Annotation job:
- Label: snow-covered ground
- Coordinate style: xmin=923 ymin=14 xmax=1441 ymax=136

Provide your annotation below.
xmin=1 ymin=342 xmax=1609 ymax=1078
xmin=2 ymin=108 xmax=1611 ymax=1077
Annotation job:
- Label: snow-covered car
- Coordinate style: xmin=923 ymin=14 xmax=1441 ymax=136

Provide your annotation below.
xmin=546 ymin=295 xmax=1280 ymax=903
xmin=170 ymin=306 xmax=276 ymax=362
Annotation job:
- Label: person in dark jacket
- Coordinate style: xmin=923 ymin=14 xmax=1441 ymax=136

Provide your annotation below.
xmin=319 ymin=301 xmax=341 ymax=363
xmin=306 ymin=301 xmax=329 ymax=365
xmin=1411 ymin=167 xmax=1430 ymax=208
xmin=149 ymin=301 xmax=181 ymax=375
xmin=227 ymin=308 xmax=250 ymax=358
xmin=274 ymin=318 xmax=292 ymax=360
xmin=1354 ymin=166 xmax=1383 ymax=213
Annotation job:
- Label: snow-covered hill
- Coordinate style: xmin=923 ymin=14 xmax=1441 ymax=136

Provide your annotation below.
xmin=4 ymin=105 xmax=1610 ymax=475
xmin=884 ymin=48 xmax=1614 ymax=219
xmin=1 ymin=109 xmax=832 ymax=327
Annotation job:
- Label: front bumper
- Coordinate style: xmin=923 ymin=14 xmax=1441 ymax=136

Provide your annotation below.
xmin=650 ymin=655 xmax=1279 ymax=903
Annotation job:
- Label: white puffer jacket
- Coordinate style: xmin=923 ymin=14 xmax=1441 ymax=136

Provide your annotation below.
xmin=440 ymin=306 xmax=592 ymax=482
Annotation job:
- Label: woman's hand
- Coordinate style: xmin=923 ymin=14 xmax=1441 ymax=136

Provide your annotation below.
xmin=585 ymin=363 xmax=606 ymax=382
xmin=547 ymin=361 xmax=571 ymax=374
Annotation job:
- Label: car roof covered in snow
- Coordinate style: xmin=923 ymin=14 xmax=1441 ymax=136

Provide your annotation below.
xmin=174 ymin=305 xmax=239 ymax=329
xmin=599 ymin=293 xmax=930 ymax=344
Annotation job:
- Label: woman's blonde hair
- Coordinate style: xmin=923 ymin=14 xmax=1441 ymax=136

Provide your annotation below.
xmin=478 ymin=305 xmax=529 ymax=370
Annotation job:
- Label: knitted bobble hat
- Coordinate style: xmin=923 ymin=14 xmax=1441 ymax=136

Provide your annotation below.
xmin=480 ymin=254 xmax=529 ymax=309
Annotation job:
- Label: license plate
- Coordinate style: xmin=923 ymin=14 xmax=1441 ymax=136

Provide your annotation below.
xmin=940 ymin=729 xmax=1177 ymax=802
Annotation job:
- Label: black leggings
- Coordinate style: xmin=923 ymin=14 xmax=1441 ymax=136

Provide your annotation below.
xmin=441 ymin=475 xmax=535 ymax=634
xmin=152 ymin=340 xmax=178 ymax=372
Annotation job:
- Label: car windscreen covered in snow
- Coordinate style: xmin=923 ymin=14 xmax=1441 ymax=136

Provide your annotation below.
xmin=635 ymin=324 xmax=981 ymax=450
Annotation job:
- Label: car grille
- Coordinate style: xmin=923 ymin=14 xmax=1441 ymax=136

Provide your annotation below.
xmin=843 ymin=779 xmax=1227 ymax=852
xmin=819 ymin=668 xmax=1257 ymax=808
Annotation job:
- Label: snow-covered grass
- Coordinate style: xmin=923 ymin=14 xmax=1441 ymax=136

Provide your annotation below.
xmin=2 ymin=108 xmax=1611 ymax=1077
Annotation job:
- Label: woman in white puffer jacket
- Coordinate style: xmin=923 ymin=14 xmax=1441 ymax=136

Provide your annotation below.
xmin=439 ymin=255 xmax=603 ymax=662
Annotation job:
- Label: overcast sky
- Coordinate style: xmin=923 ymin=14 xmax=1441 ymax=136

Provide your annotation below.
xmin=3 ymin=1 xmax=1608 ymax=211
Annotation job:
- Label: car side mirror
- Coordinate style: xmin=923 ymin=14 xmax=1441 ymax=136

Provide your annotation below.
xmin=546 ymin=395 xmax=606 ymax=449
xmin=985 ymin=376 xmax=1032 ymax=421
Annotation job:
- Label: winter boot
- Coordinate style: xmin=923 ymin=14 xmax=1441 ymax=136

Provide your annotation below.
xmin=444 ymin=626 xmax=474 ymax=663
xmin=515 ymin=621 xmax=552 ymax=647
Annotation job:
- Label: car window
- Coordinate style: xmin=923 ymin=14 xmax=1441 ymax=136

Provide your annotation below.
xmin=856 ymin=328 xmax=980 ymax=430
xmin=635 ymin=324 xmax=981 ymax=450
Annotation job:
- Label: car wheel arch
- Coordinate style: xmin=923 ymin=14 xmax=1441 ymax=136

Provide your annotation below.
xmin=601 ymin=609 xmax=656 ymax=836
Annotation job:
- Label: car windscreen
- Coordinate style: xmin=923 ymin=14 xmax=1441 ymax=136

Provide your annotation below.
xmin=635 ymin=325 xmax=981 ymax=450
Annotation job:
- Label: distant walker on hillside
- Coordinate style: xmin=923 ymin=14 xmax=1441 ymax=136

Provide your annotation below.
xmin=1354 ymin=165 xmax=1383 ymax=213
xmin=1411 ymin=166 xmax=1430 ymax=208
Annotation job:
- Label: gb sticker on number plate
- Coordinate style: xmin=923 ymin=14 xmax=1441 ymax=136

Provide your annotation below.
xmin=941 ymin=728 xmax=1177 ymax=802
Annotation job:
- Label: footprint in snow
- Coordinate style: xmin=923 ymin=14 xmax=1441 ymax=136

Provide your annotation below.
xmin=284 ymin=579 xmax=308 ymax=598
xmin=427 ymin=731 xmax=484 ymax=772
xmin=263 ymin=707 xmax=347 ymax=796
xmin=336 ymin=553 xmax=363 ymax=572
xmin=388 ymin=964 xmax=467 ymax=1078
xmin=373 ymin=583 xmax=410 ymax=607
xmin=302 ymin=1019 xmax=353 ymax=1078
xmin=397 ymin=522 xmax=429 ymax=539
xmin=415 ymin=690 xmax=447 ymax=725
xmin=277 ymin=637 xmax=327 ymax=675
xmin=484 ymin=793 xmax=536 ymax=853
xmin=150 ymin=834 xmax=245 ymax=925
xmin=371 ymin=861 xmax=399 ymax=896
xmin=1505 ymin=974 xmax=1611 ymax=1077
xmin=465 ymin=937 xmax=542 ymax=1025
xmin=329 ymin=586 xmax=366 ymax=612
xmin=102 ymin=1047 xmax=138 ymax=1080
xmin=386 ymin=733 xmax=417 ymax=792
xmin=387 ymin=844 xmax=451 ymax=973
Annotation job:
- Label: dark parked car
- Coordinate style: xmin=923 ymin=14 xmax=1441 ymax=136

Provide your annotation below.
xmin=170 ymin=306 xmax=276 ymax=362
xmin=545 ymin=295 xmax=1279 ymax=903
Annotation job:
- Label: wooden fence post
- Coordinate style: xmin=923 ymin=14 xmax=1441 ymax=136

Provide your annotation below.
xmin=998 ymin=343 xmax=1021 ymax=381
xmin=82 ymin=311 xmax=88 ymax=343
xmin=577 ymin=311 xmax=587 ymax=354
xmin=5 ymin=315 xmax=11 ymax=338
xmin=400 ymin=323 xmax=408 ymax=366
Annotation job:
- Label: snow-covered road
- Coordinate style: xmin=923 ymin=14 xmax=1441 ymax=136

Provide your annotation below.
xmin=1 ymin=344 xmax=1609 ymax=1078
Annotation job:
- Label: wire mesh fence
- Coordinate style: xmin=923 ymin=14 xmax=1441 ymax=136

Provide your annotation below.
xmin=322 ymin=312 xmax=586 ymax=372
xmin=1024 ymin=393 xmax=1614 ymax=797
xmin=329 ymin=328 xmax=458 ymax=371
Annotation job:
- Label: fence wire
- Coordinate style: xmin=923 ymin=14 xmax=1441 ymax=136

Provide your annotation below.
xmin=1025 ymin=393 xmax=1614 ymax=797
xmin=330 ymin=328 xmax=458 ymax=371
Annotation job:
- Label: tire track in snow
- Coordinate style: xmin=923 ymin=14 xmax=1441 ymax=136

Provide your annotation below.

REQUIRED ACTION> Scan the data above for the string "windscreen". Copy every line in which it appears.

SOLUTION TO THIS PROBLEM>
- Label: car windscreen covered in snow
- Label: car windscreen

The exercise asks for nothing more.